## WHAT IS REQUIRED
Please repeat every entry exactly as written, but skip the pictures.

Start of DATA EXTRACT

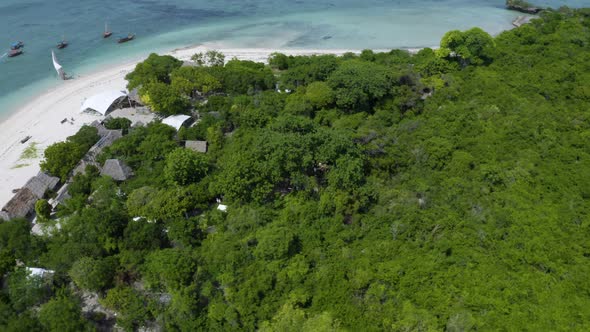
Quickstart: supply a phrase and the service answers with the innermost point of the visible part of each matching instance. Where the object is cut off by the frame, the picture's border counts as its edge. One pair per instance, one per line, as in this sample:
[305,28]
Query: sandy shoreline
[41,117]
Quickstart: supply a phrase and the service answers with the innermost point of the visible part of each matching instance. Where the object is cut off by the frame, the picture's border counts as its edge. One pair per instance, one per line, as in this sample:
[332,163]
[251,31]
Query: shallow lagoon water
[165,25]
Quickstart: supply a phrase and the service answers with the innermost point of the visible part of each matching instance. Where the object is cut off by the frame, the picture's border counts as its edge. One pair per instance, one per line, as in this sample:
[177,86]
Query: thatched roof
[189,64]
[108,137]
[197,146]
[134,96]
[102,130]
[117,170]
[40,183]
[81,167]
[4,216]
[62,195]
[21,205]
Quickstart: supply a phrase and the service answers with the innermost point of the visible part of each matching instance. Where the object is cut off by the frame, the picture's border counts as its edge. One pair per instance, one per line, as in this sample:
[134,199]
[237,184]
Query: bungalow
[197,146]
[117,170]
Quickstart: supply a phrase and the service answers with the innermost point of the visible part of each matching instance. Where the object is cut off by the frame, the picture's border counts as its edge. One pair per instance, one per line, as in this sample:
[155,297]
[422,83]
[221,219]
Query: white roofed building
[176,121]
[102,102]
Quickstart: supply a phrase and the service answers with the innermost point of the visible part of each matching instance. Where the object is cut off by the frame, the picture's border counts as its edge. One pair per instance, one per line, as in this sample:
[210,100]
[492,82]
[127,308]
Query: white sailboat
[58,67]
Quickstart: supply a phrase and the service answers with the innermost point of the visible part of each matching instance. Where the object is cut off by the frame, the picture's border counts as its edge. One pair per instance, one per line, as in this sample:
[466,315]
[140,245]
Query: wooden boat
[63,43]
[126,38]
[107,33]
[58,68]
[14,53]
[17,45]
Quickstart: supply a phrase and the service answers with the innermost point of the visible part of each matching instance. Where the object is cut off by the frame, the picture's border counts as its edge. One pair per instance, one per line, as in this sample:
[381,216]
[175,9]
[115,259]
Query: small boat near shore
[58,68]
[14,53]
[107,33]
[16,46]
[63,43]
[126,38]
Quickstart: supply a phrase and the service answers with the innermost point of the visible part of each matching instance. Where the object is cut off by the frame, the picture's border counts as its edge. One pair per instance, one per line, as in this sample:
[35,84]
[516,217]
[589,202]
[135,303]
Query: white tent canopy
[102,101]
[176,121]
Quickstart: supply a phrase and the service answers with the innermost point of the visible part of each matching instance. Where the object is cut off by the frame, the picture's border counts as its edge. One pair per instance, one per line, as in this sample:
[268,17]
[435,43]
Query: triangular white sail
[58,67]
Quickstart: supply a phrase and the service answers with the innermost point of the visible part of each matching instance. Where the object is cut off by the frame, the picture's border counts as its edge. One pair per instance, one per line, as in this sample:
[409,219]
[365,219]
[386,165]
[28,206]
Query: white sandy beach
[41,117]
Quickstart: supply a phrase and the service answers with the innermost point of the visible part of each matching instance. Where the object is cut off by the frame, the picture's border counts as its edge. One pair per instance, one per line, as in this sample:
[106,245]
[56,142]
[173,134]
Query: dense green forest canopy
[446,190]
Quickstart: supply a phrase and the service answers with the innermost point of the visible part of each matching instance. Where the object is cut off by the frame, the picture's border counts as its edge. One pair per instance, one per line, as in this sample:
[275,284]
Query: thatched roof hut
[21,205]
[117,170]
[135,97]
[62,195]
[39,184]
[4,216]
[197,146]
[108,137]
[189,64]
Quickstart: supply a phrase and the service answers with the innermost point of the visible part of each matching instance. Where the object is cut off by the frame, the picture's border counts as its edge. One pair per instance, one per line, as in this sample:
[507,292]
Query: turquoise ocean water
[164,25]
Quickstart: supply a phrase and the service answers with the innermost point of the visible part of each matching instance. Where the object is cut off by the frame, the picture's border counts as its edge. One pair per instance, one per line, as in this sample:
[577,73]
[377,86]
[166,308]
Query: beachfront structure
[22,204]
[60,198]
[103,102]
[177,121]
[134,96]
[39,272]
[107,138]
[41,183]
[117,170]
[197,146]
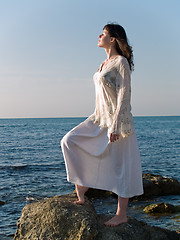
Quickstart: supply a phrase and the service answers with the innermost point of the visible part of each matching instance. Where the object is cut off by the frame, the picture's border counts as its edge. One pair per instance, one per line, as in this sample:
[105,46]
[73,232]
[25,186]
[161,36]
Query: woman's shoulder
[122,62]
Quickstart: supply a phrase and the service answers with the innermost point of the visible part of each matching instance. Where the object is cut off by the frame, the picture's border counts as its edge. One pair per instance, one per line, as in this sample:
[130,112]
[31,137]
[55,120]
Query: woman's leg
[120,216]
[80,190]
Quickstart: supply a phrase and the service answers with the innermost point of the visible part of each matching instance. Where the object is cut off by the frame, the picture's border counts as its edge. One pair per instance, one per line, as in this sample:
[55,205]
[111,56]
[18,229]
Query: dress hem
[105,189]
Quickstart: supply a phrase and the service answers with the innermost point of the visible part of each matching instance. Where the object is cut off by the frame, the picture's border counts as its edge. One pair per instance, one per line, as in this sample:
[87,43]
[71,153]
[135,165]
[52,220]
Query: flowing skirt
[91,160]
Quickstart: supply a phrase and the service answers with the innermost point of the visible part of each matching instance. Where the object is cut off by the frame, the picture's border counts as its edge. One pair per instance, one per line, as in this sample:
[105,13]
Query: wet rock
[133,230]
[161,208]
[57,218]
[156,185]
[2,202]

End of DATA EXTRACT

## EXERCISE RESPONSE
Quickstart: supply a phrase and the service answers with the innermost point of the visible part of each matching instance. Where the object is cut off by the frame, the picture's border counts as its edge. One pair per instance, one per line, as in this sample:
[305,28]
Query: sandy shoreline
[41,117]
Quickstart: supply a phrase and the service answers with the innermost point of the visible part of each matching instance. Where the object is cut off by the frame, the picture's border counts as its edge. One pair per instance, one per line, as in this sample:
[332,163]
[251,31]
Query: shallow lagoon water
[165,25]
Quickstart: supply a phrase and the service answers with the innermost point of the visible part of each matching instance. Where the object is cut off by the frame, the picture's border counts as its edge. One pair per instance, one per line, as in this sample:
[177,86]
Query: thatched roof
[189,64]
[108,137]
[197,146]
[134,96]
[102,130]
[117,170]
[40,183]
[81,167]
[4,216]
[62,195]
[21,205]
Quickstart: supply a phrase and the service answers with the innermost point of the visible part of each matching instance. Where the object is cut off by the frame, the picture's border counts as its edge. One pair per instance, one per line, as in this sample:
[134,199]
[237,184]
Query: bungalow
[197,146]
[117,170]
Quickstart: supply a phrase and the service answers with the innermost point of the visible part of each matching instance. Where the object is cut off by the frame, the picture's border counts as its edge. One pair per instance, one per line, as in this sample:
[155,297]
[422,83]
[221,219]
Query: white roofed building
[176,121]
[102,102]
Quickstart: supply a phrase and the service answers with the innermost point of the visible part of each matching instance. Where the object is cut off by the frame, the picture's border counts as its edge. One pair per instance, one per line, as in this sample:
[210,100]
[492,82]
[127,308]
Query: white sailboat
[58,67]
Quickstart: supply a phrase and the service answers with the innermost point of the visible part of each matching instance. Where the object is cut off by the frame, the picture's border counts as its edge. One pair per instance, one per line, as in this sample:
[466,315]
[140,245]
Query: wooden boat
[63,43]
[126,38]
[107,33]
[58,68]
[14,53]
[17,45]
Quickstart: supply a phrase and the service answers with the innermost point of the visible part of each matching instance. Where the object is cut off by the frame, the picture's border counts as its edge. One pair per instance, one per line, as in this sample:
[381,216]
[175,9]
[115,259]
Query: small boat near shore
[58,68]
[14,53]
[107,33]
[16,46]
[63,43]
[126,38]
Quickstart: supply a phrase and the service answers with the innermost point of the visible part of each matching instance. Where the object is cut off by the frame, the picture's border counts as its edge. One pair per instance, one per line, as in this sample:
[35,84]
[516,217]
[589,202]
[135,303]
Query: white tent canopy
[102,101]
[176,121]
Quickstart: supply a phrase and the service answers with the innermost point of the visible part of each matching instance. Where the object is cut off by the frame, the picture's border counts as its edge. One pair per instance, one per line, as in this sample:
[268,17]
[435,43]
Query: triangular white sail
[58,67]
Quickstart: supply a phrase and the service answers with the innermost point of the visible part of each matching instance. Where the object is cut off by the frame, the picture's border counts as its edge. One pair per instance, one per line, as in this sample:
[409,219]
[365,219]
[386,165]
[28,206]
Query: white sandy beach
[41,117]
Quickstart: supply a phrase and the service answers with the innermost point of the visible part of each matching instance. Where the object is cut off by the frame, the picture's border counts as its edge. One pair per instance, one per line, as in this sample:
[106,245]
[56,142]
[173,134]
Query: dense green forest canopy
[446,190]
Quickstart: supply a phrase and the service answers with the innermost point of the visible part of each matching instance. Where the object is cut off by the frame, the picture's border counts as its edge. One pair per instance, one per line, as in this sample:
[275,284]
Query: thatched roof hut
[21,205]
[117,170]
[135,97]
[62,195]
[39,184]
[4,216]
[197,146]
[108,137]
[189,64]
Quickstart: supply a phrase and the service answers with the innermost point of the visible part of each matching instance. Where the object is cut off by the frame, the picture's border counts as its edge. One pair per instance, one per line, as in this sample:
[507,292]
Query: turquoise ocean water
[164,25]
Quickstart: supply a phrase and the service answers with the innermost point of the visible part of each matching instance. Where the object is cut off by the frame, the picture's border counts as its edge. One pair per instance, one per line, as in this sample:
[577,73]
[377,86]
[166,308]
Query: beachfront structure
[22,204]
[60,198]
[103,102]
[177,121]
[134,96]
[39,272]
[107,138]
[41,183]
[117,170]
[197,146]
Quickstart: supply a phrase and the service answers with the innermost point of the visible part of each matching instance. Where the object is cut off by the frame, the picture's border counts as its edge. One pair per instance, one per line, as in this sample:
[105,46]
[73,232]
[25,186]
[161,36]
Query: woman's shoulder
[122,62]
Quickstart: supply a phrase and the service answers with the innermost point of the visible part of each matching instance. Where the object is cut off by the frame, the picture's border counts as its edge. One pair per instance, one per line, as in this sample:
[130,112]
[31,137]
[55,120]
Query: woman's leg
[120,216]
[80,190]
Quickstart: supply a phrase and the service answers with the innermost point of the visible part of each matching instance. Where the object is cut off by the frame, the picture's border counts as its edge. One pair per instance, one per line, as in this sample:
[55,205]
[111,56]
[18,229]
Query: dress hem
[105,189]
Quickstart: supply a phrase and the service answers with the innermost point of the visible part of each matching instance. Where the object is cut off by the frame, the picture's border counts as its edge. One pair per instance, one per line, as in this sample:
[87,43]
[71,153]
[135,165]
[52,220]
Query: flowing skirt
[91,160]
Quickstart: supply a phrase and the service answers with the innermost point of the visible part of each matching instance. Where the object is cut off by the frame, the picture's border counts as its edge. One pair per instance, one per line, as in this sample:
[105,13]
Query: wet rock
[133,230]
[161,208]
[57,218]
[156,185]
[2,202]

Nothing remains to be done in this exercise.